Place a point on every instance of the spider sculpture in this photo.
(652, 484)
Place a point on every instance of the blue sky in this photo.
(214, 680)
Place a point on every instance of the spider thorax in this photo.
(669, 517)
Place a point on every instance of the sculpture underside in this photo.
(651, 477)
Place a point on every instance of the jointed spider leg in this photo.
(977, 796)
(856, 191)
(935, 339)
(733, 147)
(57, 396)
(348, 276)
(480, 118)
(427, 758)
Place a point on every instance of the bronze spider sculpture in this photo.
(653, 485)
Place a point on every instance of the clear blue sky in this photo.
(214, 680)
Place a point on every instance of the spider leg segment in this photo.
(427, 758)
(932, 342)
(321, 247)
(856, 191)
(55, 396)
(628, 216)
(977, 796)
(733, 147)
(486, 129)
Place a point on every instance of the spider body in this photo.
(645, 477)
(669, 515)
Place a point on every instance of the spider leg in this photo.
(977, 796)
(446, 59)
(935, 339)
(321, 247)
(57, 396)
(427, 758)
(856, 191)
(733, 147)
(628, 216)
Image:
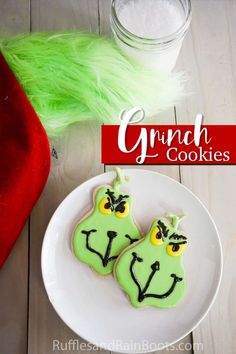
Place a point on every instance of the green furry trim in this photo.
(74, 76)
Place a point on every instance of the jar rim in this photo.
(152, 41)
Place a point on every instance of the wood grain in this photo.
(209, 57)
(57, 15)
(14, 17)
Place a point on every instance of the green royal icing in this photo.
(107, 230)
(151, 271)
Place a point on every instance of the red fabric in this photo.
(24, 159)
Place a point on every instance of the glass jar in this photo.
(151, 31)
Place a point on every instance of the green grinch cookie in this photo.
(101, 236)
(151, 271)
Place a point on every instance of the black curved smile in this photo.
(111, 235)
(142, 293)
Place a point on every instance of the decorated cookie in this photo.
(151, 271)
(108, 229)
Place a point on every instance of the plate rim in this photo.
(134, 170)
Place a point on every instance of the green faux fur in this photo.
(74, 76)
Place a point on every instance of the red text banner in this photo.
(169, 144)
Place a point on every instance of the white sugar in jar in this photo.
(151, 31)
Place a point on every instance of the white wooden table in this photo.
(28, 323)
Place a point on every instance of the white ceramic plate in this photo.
(93, 306)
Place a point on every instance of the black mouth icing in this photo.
(142, 293)
(111, 236)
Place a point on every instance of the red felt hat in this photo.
(24, 159)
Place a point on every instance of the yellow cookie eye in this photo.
(156, 237)
(105, 206)
(176, 249)
(122, 210)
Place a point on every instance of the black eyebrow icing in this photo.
(177, 237)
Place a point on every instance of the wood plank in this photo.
(78, 159)
(14, 17)
(13, 298)
(209, 57)
(57, 15)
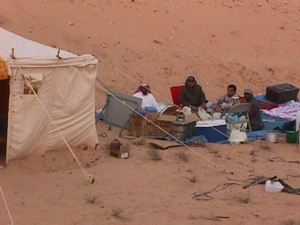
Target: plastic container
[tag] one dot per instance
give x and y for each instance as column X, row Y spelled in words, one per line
column 273, row 186
column 292, row 137
column 213, row 134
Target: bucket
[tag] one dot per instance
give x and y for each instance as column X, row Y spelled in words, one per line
column 292, row 137
column 272, row 137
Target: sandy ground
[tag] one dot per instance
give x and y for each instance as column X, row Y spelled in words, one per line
column 250, row 43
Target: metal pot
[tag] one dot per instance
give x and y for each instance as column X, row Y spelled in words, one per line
column 272, row 137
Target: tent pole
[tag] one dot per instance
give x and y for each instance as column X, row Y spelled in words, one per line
column 12, row 55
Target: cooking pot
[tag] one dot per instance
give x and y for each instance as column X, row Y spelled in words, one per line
column 272, row 137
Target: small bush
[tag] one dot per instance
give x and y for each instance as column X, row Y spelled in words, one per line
column 117, row 212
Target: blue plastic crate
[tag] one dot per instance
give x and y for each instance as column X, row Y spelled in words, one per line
column 213, row 134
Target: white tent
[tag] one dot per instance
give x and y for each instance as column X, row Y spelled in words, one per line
column 66, row 88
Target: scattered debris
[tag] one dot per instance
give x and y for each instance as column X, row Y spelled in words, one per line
column 279, row 159
column 205, row 196
column 290, row 222
column 92, row 199
column 157, row 42
column 163, row 145
column 193, row 179
column 154, row 154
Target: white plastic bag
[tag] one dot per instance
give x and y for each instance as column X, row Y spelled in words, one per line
column 273, row 186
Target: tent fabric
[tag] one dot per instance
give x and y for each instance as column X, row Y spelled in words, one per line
column 66, row 89
column 25, row 48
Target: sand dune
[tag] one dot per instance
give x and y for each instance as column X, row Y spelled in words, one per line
column 247, row 42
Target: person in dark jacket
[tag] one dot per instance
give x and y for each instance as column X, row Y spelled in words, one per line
column 192, row 95
column 256, row 122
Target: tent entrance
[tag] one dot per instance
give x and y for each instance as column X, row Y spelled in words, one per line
column 4, row 107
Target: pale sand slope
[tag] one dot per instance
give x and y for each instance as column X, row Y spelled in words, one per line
column 251, row 43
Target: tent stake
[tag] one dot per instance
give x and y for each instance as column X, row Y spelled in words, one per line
column 57, row 55
column 13, row 53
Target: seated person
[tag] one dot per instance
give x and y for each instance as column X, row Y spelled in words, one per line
column 225, row 102
column 149, row 103
column 256, row 122
column 192, row 95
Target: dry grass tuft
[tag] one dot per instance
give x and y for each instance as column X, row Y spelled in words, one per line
column 193, row 179
column 289, row 222
column 244, row 199
column 92, row 199
column 183, row 156
column 154, row 155
column 265, row 146
column 212, row 150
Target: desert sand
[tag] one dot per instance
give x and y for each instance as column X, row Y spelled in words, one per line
column 250, row 43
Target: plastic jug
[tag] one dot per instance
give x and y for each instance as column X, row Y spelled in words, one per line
column 273, row 186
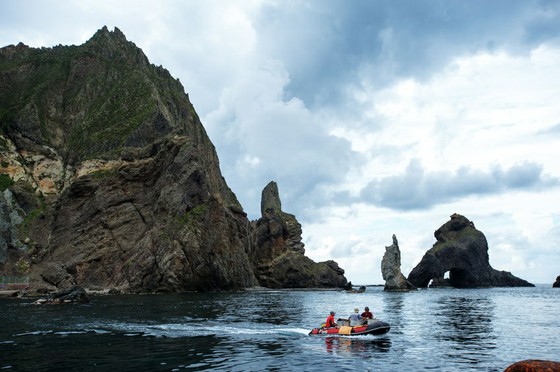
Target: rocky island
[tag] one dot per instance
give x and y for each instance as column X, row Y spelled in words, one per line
column 462, row 251
column 109, row 180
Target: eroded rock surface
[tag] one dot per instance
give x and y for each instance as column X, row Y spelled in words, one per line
column 462, row 251
column 110, row 181
column 279, row 252
column 391, row 269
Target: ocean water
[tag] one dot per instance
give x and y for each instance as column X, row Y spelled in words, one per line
column 433, row 329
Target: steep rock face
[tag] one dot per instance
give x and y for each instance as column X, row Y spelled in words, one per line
column 462, row 251
column 279, row 252
column 391, row 269
column 109, row 179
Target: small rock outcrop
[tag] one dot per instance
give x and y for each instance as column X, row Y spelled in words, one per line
column 462, row 251
column 534, row 365
column 74, row 295
column 279, row 252
column 391, row 269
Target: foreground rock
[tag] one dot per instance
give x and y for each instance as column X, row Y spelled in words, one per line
column 462, row 251
column 109, row 180
column 279, row 252
column 391, row 269
column 534, row 365
column 74, row 295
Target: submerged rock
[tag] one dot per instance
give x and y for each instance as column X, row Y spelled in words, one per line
column 74, row 295
column 462, row 251
column 391, row 269
column 534, row 365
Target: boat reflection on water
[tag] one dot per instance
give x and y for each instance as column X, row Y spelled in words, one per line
column 357, row 345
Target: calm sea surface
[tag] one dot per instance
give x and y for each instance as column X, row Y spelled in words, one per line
column 434, row 329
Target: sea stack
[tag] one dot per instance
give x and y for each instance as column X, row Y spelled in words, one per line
column 391, row 269
column 462, row 251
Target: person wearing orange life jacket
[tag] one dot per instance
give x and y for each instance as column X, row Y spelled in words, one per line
column 367, row 314
column 329, row 323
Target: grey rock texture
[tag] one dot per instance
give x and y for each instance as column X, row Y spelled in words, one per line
column 391, row 269
column 279, row 251
column 118, row 185
column 462, row 251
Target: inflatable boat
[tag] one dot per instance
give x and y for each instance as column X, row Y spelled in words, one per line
column 373, row 327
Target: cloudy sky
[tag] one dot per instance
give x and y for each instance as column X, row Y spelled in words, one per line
column 374, row 117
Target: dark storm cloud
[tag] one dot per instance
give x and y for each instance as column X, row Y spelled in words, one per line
column 418, row 189
column 326, row 44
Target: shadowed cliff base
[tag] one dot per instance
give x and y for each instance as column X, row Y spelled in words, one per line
column 109, row 180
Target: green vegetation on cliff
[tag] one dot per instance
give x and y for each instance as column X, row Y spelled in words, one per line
column 91, row 100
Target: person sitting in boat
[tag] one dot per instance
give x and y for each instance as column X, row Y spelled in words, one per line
column 355, row 318
column 367, row 314
column 329, row 323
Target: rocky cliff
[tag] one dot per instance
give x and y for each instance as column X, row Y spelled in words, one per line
column 108, row 179
column 462, row 251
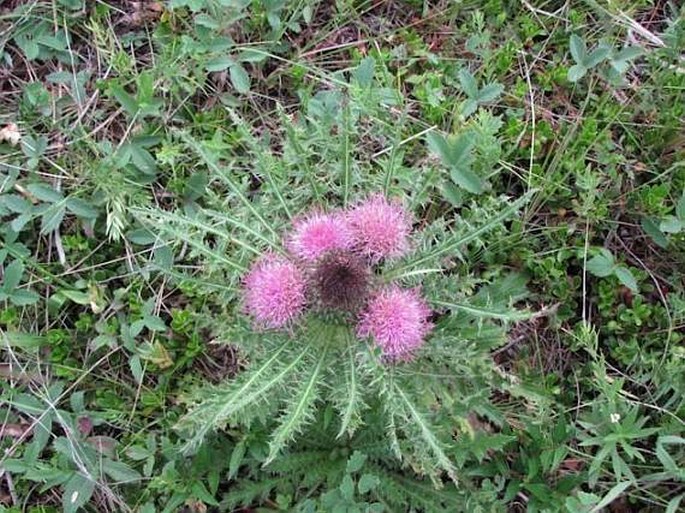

- - -

— EXERCISE OBJECTIVE —
Please count the lines of the listing above that contain the string "dark", treating case as significant, and give only the number.

— TASK RESULT —
2